PROBLEM DETAILS >>
Everything from the line containing "to detect river" to the end of the records should be reproduced exactly, and nothing before it.

━━━ PROVIDED INFORMATION ━━━

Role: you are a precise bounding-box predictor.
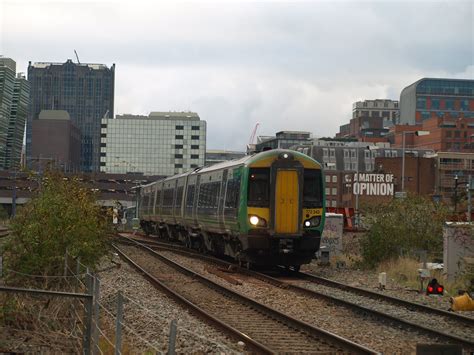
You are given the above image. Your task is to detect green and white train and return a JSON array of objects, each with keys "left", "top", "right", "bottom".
[{"left": 138, "top": 149, "right": 325, "bottom": 269}]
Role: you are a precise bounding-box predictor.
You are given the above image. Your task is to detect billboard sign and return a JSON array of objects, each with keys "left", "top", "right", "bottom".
[{"left": 353, "top": 173, "right": 394, "bottom": 196}]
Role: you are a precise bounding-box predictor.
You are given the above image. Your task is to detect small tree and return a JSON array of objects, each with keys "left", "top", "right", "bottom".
[
  {"left": 4, "top": 172, "right": 112, "bottom": 282},
  {"left": 360, "top": 195, "right": 450, "bottom": 268}
]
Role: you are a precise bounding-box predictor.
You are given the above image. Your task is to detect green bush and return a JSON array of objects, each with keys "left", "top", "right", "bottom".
[
  {"left": 4, "top": 172, "right": 112, "bottom": 281},
  {"left": 360, "top": 195, "right": 450, "bottom": 268}
]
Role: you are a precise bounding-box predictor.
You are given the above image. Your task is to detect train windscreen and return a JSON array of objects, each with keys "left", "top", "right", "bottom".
[
  {"left": 248, "top": 168, "right": 270, "bottom": 207},
  {"left": 303, "top": 169, "right": 323, "bottom": 208}
]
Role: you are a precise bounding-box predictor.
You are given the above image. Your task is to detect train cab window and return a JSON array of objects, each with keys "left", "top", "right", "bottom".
[
  {"left": 248, "top": 168, "right": 270, "bottom": 207},
  {"left": 303, "top": 169, "right": 323, "bottom": 208}
]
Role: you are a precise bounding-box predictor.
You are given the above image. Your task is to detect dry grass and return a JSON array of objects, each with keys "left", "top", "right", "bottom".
[{"left": 375, "top": 257, "right": 471, "bottom": 295}]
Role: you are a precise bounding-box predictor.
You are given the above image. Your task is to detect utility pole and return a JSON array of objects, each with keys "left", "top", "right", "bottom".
[{"left": 468, "top": 175, "right": 472, "bottom": 222}]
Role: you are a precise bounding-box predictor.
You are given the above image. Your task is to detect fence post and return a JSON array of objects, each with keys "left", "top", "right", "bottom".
[
  {"left": 115, "top": 291, "right": 124, "bottom": 355},
  {"left": 75, "top": 257, "right": 81, "bottom": 293},
  {"left": 167, "top": 319, "right": 177, "bottom": 355},
  {"left": 92, "top": 275, "right": 100, "bottom": 355},
  {"left": 64, "top": 249, "right": 68, "bottom": 277},
  {"left": 83, "top": 271, "right": 93, "bottom": 355}
]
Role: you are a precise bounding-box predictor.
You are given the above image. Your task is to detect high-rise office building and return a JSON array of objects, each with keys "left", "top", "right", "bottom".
[
  {"left": 27, "top": 59, "right": 115, "bottom": 171},
  {"left": 6, "top": 73, "right": 30, "bottom": 170},
  {"left": 100, "top": 112, "right": 206, "bottom": 176},
  {"left": 399, "top": 78, "right": 474, "bottom": 125},
  {"left": 0, "top": 57, "right": 30, "bottom": 170}
]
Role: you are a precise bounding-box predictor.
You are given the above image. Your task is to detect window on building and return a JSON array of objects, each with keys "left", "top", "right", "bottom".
[
  {"left": 175, "top": 125, "right": 184, "bottom": 130},
  {"left": 325, "top": 175, "right": 330, "bottom": 183},
  {"left": 175, "top": 154, "right": 183, "bottom": 158},
  {"left": 446, "top": 130, "right": 452, "bottom": 138},
  {"left": 343, "top": 149, "right": 349, "bottom": 158},
  {"left": 329, "top": 149, "right": 335, "bottom": 157},
  {"left": 417, "top": 98, "right": 427, "bottom": 109},
  {"left": 363, "top": 102, "right": 368, "bottom": 107},
  {"left": 325, "top": 188, "right": 331, "bottom": 195},
  {"left": 175, "top": 164, "right": 183, "bottom": 168},
  {"left": 391, "top": 150, "right": 398, "bottom": 157},
  {"left": 455, "top": 130, "right": 461, "bottom": 138},
  {"left": 175, "top": 135, "right": 184, "bottom": 139},
  {"left": 323, "top": 148, "right": 328, "bottom": 157},
  {"left": 191, "top": 135, "right": 200, "bottom": 140},
  {"left": 332, "top": 188, "right": 337, "bottom": 195},
  {"left": 191, "top": 164, "right": 198, "bottom": 168},
  {"left": 344, "top": 162, "right": 351, "bottom": 170},
  {"left": 332, "top": 175, "right": 337, "bottom": 183},
  {"left": 331, "top": 200, "right": 337, "bottom": 207},
  {"left": 191, "top": 145, "right": 199, "bottom": 149},
  {"left": 191, "top": 154, "right": 199, "bottom": 159},
  {"left": 191, "top": 126, "right": 200, "bottom": 130},
  {"left": 372, "top": 111, "right": 380, "bottom": 117},
  {"left": 175, "top": 144, "right": 183, "bottom": 149}
]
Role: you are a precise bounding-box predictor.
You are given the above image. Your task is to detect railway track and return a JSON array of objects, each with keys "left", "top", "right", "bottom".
[
  {"left": 116, "top": 234, "right": 474, "bottom": 352},
  {"left": 112, "top": 241, "right": 377, "bottom": 354}
]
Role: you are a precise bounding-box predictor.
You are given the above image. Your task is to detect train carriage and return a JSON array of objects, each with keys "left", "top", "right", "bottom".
[{"left": 139, "top": 149, "right": 325, "bottom": 269}]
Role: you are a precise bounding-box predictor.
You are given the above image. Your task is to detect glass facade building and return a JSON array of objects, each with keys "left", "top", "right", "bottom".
[
  {"left": 0, "top": 57, "right": 30, "bottom": 170},
  {"left": 400, "top": 78, "right": 474, "bottom": 125},
  {"left": 27, "top": 60, "right": 115, "bottom": 172},
  {"left": 100, "top": 112, "right": 206, "bottom": 176}
]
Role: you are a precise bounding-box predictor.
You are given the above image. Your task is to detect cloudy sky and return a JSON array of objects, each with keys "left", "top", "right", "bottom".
[{"left": 1, "top": 0, "right": 473, "bottom": 150}]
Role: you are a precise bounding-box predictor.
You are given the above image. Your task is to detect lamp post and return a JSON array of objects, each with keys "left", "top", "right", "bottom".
[
  {"left": 454, "top": 174, "right": 459, "bottom": 213},
  {"left": 401, "top": 130, "right": 430, "bottom": 193}
]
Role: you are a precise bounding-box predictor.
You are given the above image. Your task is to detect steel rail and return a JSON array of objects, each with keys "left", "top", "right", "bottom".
[
  {"left": 112, "top": 243, "right": 271, "bottom": 354},
  {"left": 113, "top": 241, "right": 378, "bottom": 354},
  {"left": 295, "top": 270, "right": 474, "bottom": 326},
  {"left": 116, "top": 234, "right": 474, "bottom": 349}
]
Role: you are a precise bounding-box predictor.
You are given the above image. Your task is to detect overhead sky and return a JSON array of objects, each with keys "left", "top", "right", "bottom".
[{"left": 1, "top": 0, "right": 473, "bottom": 151}]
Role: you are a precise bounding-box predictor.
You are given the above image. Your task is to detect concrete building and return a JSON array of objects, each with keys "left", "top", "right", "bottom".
[
  {"left": 205, "top": 150, "right": 246, "bottom": 166},
  {"left": 254, "top": 131, "right": 312, "bottom": 152},
  {"left": 0, "top": 57, "right": 30, "bottom": 170},
  {"left": 27, "top": 59, "right": 115, "bottom": 172},
  {"left": 100, "top": 112, "right": 206, "bottom": 176},
  {"left": 337, "top": 99, "right": 398, "bottom": 141},
  {"left": 399, "top": 78, "right": 474, "bottom": 125},
  {"left": 31, "top": 110, "right": 81, "bottom": 171}
]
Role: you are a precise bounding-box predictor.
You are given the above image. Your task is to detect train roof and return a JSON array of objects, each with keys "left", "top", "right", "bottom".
[{"left": 140, "top": 149, "right": 321, "bottom": 189}]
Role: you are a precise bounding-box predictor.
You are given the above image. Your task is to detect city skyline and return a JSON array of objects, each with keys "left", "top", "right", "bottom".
[{"left": 1, "top": 0, "right": 472, "bottom": 150}]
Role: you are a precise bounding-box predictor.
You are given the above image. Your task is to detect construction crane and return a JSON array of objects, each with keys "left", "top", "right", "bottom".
[
  {"left": 74, "top": 50, "right": 81, "bottom": 64},
  {"left": 248, "top": 122, "right": 260, "bottom": 145}
]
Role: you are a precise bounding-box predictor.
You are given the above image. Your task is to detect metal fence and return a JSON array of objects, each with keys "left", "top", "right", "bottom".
[{"left": 0, "top": 257, "right": 234, "bottom": 354}]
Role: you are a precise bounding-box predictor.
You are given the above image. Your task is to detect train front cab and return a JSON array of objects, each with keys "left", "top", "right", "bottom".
[{"left": 240, "top": 150, "right": 324, "bottom": 268}]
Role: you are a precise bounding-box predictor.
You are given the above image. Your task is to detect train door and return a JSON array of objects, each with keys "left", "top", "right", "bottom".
[
  {"left": 274, "top": 169, "right": 299, "bottom": 234},
  {"left": 217, "top": 170, "right": 228, "bottom": 231}
]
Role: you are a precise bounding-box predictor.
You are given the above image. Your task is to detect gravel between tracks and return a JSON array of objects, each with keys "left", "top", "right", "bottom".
[
  {"left": 97, "top": 253, "right": 243, "bottom": 354},
  {"left": 157, "top": 250, "right": 466, "bottom": 354}
]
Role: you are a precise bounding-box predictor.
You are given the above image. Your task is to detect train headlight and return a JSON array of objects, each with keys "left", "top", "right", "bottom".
[
  {"left": 249, "top": 216, "right": 260, "bottom": 225},
  {"left": 304, "top": 216, "right": 321, "bottom": 228},
  {"left": 248, "top": 215, "right": 267, "bottom": 227}
]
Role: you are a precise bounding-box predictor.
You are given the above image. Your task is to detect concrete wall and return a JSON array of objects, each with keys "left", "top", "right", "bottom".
[{"left": 443, "top": 223, "right": 474, "bottom": 281}]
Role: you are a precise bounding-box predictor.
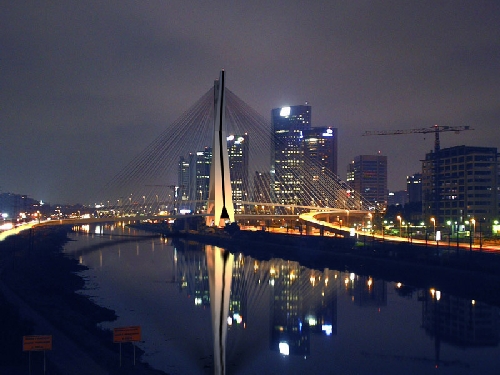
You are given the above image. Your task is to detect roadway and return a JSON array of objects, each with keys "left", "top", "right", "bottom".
[{"left": 3, "top": 211, "right": 500, "bottom": 253}]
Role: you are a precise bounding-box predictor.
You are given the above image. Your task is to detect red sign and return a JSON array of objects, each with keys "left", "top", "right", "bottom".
[
  {"left": 113, "top": 326, "right": 141, "bottom": 343},
  {"left": 23, "top": 335, "right": 52, "bottom": 351}
]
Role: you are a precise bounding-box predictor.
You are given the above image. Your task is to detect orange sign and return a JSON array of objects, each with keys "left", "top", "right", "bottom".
[
  {"left": 113, "top": 326, "right": 141, "bottom": 343},
  {"left": 23, "top": 335, "right": 52, "bottom": 351}
]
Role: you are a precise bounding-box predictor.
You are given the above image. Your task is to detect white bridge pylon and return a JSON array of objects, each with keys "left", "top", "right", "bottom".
[{"left": 206, "top": 70, "right": 235, "bottom": 227}]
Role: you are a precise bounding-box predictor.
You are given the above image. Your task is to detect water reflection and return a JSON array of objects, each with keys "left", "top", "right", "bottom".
[{"left": 64, "top": 226, "right": 500, "bottom": 374}]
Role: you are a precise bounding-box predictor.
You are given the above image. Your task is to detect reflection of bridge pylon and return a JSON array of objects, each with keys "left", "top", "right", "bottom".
[{"left": 207, "top": 70, "right": 235, "bottom": 227}]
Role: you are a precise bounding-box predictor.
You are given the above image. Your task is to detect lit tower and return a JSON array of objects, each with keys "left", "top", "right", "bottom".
[
  {"left": 272, "top": 104, "right": 311, "bottom": 205},
  {"left": 207, "top": 70, "right": 234, "bottom": 226}
]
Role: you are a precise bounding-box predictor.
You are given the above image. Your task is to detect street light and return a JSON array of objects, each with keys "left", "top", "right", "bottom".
[
  {"left": 430, "top": 217, "right": 436, "bottom": 241},
  {"left": 447, "top": 220, "right": 452, "bottom": 248},
  {"left": 471, "top": 219, "right": 475, "bottom": 248},
  {"left": 397, "top": 215, "right": 402, "bottom": 238}
]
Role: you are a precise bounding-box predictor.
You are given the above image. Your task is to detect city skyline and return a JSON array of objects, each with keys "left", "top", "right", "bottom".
[{"left": 1, "top": 2, "right": 499, "bottom": 204}]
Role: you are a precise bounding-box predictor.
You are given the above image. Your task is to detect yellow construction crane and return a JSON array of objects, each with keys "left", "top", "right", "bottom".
[{"left": 363, "top": 124, "right": 473, "bottom": 153}]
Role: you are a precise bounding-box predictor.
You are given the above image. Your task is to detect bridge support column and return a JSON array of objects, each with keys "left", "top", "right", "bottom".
[
  {"left": 305, "top": 222, "right": 312, "bottom": 235},
  {"left": 207, "top": 70, "right": 235, "bottom": 228}
]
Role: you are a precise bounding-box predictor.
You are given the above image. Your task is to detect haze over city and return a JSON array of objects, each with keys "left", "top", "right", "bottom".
[{"left": 2, "top": 1, "right": 499, "bottom": 204}]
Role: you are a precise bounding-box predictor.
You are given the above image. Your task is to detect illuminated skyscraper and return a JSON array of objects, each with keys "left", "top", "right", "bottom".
[
  {"left": 347, "top": 154, "right": 388, "bottom": 208},
  {"left": 302, "top": 127, "right": 338, "bottom": 177},
  {"left": 178, "top": 135, "right": 249, "bottom": 213},
  {"left": 178, "top": 155, "right": 191, "bottom": 201},
  {"left": 227, "top": 134, "right": 249, "bottom": 213},
  {"left": 421, "top": 145, "right": 499, "bottom": 233},
  {"left": 254, "top": 171, "right": 271, "bottom": 203},
  {"left": 194, "top": 147, "right": 212, "bottom": 212},
  {"left": 407, "top": 173, "right": 422, "bottom": 203},
  {"left": 272, "top": 104, "right": 311, "bottom": 204}
]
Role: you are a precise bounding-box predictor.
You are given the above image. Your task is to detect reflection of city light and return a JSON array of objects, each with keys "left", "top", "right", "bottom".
[
  {"left": 430, "top": 288, "right": 435, "bottom": 298},
  {"left": 350, "top": 273, "right": 355, "bottom": 281},
  {"left": 367, "top": 278, "right": 373, "bottom": 287},
  {"left": 227, "top": 316, "right": 233, "bottom": 326},
  {"left": 233, "top": 313, "right": 243, "bottom": 324},
  {"left": 270, "top": 266, "right": 276, "bottom": 276},
  {"left": 396, "top": 282, "right": 402, "bottom": 288},
  {"left": 306, "top": 315, "right": 317, "bottom": 326},
  {"left": 269, "top": 279, "right": 275, "bottom": 286},
  {"left": 279, "top": 342, "right": 290, "bottom": 355},
  {"left": 310, "top": 275, "right": 316, "bottom": 286},
  {"left": 344, "top": 277, "right": 349, "bottom": 285},
  {"left": 435, "top": 291, "right": 441, "bottom": 301},
  {"left": 194, "top": 297, "right": 202, "bottom": 305},
  {"left": 322, "top": 325, "right": 333, "bottom": 335},
  {"left": 325, "top": 277, "right": 329, "bottom": 286},
  {"left": 472, "top": 300, "right": 476, "bottom": 305}
]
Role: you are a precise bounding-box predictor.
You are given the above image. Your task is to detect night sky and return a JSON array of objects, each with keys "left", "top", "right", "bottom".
[{"left": 2, "top": 1, "right": 499, "bottom": 204}]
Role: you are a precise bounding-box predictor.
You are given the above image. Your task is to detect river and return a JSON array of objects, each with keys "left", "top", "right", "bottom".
[{"left": 63, "top": 224, "right": 500, "bottom": 375}]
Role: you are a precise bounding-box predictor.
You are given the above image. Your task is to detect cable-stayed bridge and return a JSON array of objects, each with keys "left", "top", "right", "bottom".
[
  {"left": 1, "top": 72, "right": 373, "bottom": 241},
  {"left": 91, "top": 71, "right": 373, "bottom": 227}
]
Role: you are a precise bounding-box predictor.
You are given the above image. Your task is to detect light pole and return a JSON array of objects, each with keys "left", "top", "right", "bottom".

━━━

REPLY >>
You are given the above image. Your task is to detect river and return a JSON array of objects, each with keys "left", "top", "right", "bottom".
[{"left": 63, "top": 224, "right": 500, "bottom": 375}]
Role: you are a precise bounding-box predictor.
You are given the above image. Your task is to detect cable-stayed bridge and return a JSON array of objects, each with keys "left", "top", "right", "bottom".
[
  {"left": 1, "top": 72, "right": 373, "bottom": 241},
  {"left": 91, "top": 71, "right": 373, "bottom": 227}
]
Role: you are a precise bounding-box predictor.
You are given the above image. Your task is to detect light pole and return a JSON array of objects, each with keys "left", "top", "right", "bottom".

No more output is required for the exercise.